What to do -
The required result is the number of lines below that hold the word "background", stated without anything else.

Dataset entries

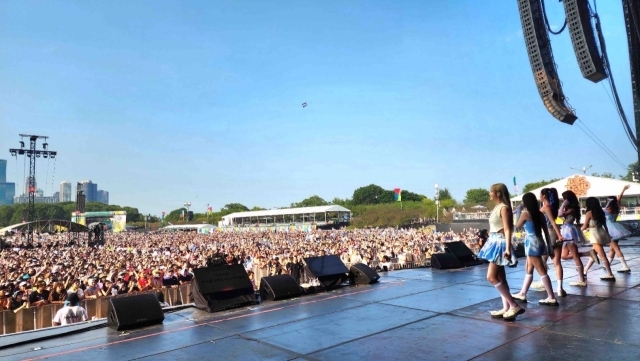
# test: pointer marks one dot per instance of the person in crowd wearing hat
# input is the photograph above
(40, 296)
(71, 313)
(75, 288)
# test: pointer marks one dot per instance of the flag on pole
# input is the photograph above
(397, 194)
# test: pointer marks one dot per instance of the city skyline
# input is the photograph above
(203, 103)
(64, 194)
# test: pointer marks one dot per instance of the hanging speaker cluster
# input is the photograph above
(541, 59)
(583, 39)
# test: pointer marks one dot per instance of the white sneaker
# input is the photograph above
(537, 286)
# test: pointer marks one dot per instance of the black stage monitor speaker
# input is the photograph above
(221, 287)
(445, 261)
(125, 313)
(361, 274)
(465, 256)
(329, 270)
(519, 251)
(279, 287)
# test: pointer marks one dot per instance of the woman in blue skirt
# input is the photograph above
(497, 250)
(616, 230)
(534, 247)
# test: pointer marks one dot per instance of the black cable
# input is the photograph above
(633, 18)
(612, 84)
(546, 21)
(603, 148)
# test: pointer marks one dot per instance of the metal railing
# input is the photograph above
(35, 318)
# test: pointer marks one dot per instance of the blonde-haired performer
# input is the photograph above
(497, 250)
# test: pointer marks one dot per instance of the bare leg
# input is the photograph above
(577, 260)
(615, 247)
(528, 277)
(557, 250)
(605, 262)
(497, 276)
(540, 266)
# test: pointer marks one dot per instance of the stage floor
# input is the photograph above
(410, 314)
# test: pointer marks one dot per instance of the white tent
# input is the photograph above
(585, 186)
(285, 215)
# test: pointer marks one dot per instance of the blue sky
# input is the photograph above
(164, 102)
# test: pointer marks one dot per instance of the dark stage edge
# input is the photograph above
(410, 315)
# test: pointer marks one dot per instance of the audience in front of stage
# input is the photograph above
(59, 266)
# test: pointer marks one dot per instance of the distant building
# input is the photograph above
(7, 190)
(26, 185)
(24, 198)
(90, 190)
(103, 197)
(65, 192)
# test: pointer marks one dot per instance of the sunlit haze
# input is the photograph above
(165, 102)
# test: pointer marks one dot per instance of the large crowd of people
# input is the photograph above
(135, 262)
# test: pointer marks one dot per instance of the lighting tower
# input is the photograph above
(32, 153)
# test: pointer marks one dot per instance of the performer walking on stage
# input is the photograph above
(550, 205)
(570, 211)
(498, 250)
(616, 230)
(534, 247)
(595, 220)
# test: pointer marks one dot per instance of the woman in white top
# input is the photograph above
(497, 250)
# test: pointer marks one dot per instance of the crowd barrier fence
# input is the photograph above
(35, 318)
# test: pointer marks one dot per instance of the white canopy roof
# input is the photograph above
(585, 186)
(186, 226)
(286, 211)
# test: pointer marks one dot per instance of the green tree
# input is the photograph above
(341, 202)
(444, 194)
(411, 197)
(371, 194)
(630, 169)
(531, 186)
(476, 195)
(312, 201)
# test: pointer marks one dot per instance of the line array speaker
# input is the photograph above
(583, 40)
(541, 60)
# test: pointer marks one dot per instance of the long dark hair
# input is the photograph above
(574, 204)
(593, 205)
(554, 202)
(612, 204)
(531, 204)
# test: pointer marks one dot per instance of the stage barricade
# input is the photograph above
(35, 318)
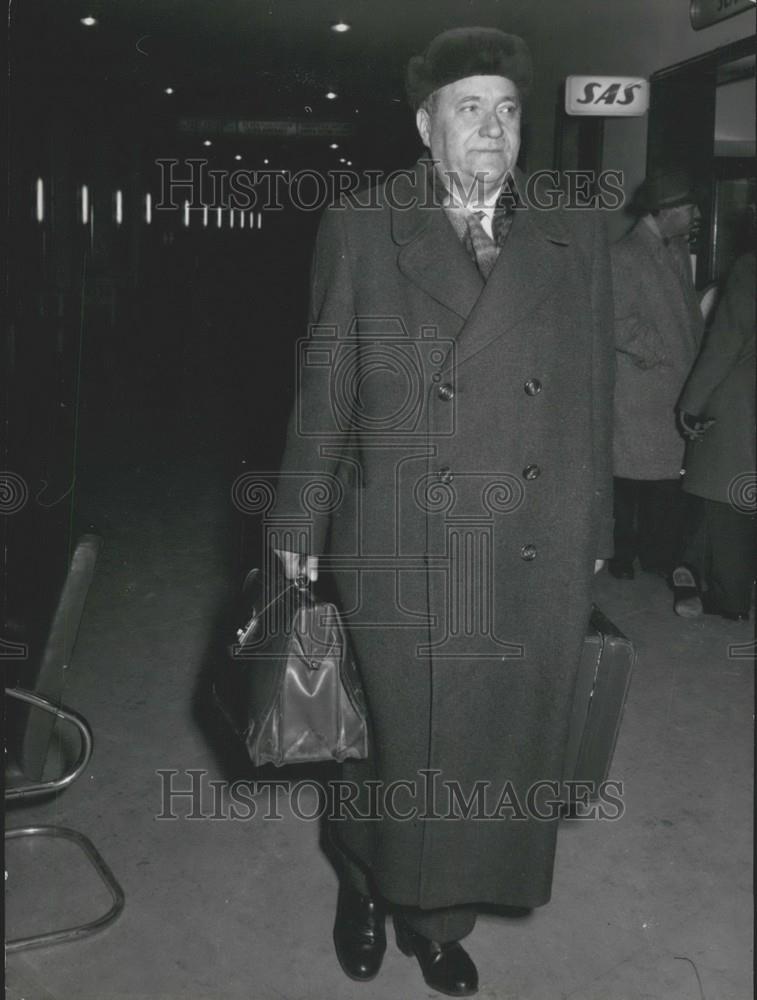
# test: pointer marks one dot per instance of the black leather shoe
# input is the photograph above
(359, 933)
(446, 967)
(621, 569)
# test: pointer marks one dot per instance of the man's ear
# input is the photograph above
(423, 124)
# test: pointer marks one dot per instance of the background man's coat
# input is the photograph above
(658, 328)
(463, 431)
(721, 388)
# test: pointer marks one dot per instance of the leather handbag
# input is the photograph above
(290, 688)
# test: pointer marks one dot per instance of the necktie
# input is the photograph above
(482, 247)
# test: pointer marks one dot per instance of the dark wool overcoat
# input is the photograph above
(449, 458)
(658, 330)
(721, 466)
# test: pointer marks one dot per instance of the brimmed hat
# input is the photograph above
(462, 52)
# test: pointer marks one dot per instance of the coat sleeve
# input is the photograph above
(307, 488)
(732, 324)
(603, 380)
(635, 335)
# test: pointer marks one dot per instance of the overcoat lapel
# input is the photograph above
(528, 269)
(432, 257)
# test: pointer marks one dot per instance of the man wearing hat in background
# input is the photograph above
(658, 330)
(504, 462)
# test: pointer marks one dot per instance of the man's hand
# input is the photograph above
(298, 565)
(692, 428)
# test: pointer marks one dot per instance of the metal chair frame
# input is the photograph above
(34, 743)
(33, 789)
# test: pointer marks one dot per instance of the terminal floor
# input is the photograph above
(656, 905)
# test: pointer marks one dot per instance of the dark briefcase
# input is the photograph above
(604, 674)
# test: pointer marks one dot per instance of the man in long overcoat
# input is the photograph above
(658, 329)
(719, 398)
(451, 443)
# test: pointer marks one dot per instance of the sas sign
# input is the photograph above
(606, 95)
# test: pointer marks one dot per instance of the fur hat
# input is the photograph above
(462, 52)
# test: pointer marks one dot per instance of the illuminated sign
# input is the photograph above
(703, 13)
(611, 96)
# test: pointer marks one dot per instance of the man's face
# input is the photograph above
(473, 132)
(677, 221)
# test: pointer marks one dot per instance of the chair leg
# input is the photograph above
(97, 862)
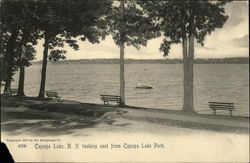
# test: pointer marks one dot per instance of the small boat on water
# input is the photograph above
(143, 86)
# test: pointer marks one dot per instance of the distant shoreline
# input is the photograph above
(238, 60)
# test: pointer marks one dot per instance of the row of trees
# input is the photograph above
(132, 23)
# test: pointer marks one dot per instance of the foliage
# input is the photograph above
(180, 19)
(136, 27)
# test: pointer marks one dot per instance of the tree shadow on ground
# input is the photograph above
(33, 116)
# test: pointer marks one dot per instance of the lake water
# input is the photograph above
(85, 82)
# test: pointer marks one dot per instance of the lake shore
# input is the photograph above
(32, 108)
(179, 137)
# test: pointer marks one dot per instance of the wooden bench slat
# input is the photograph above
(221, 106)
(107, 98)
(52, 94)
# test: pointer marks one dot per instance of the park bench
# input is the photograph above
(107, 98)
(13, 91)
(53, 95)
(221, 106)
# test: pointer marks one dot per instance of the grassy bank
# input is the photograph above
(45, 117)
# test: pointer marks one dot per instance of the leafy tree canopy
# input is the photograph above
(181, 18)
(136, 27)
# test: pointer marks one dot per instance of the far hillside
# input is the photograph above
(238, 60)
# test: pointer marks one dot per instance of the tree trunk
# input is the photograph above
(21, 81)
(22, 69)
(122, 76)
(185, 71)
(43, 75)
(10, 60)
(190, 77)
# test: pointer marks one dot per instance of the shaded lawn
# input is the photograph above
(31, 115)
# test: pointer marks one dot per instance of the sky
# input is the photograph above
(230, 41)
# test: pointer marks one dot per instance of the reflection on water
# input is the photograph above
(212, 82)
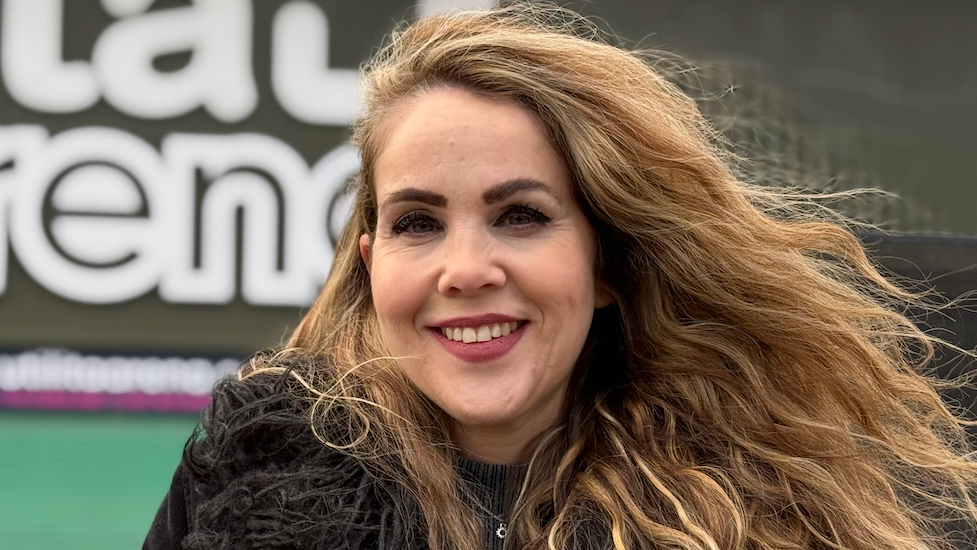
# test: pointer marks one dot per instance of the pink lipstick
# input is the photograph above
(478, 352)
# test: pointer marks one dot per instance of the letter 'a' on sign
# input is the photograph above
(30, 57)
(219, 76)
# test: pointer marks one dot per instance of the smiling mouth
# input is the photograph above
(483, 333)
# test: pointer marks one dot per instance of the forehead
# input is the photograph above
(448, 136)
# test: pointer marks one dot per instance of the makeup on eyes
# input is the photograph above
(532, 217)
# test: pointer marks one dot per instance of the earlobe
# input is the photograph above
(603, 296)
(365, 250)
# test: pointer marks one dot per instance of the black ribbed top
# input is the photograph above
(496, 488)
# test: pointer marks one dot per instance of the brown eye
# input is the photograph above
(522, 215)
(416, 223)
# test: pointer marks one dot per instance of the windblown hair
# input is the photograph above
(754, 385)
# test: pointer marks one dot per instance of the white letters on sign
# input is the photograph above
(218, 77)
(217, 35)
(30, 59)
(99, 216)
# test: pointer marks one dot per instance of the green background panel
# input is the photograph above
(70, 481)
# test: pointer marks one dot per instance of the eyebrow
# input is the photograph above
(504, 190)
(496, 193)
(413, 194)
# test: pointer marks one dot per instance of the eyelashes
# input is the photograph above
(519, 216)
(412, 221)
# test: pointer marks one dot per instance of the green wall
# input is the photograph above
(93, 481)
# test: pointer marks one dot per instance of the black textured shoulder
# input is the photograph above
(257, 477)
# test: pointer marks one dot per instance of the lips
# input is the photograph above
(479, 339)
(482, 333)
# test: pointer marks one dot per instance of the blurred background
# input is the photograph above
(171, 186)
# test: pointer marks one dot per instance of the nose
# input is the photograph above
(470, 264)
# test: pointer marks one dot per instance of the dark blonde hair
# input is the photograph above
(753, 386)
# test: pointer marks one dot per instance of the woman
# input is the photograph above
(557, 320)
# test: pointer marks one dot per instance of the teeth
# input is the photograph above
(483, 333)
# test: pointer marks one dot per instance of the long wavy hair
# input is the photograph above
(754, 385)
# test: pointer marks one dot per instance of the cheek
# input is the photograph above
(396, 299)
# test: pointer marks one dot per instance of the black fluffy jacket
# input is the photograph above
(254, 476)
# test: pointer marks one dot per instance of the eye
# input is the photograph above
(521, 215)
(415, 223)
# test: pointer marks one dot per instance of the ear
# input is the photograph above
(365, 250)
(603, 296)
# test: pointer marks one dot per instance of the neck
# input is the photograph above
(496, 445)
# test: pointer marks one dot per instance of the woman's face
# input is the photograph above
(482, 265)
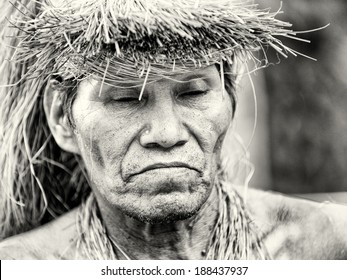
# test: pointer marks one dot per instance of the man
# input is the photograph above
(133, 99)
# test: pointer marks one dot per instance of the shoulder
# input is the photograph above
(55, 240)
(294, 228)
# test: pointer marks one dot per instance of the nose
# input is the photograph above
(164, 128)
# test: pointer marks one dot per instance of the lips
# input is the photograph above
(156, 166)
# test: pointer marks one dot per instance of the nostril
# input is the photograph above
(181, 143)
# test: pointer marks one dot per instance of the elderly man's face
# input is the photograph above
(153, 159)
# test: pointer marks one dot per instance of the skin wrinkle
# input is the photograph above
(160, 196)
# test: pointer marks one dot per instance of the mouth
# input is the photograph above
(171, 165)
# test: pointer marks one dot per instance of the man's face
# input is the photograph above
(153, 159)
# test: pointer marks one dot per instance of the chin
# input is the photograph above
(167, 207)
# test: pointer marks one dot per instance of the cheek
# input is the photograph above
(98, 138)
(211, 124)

Written reply -
4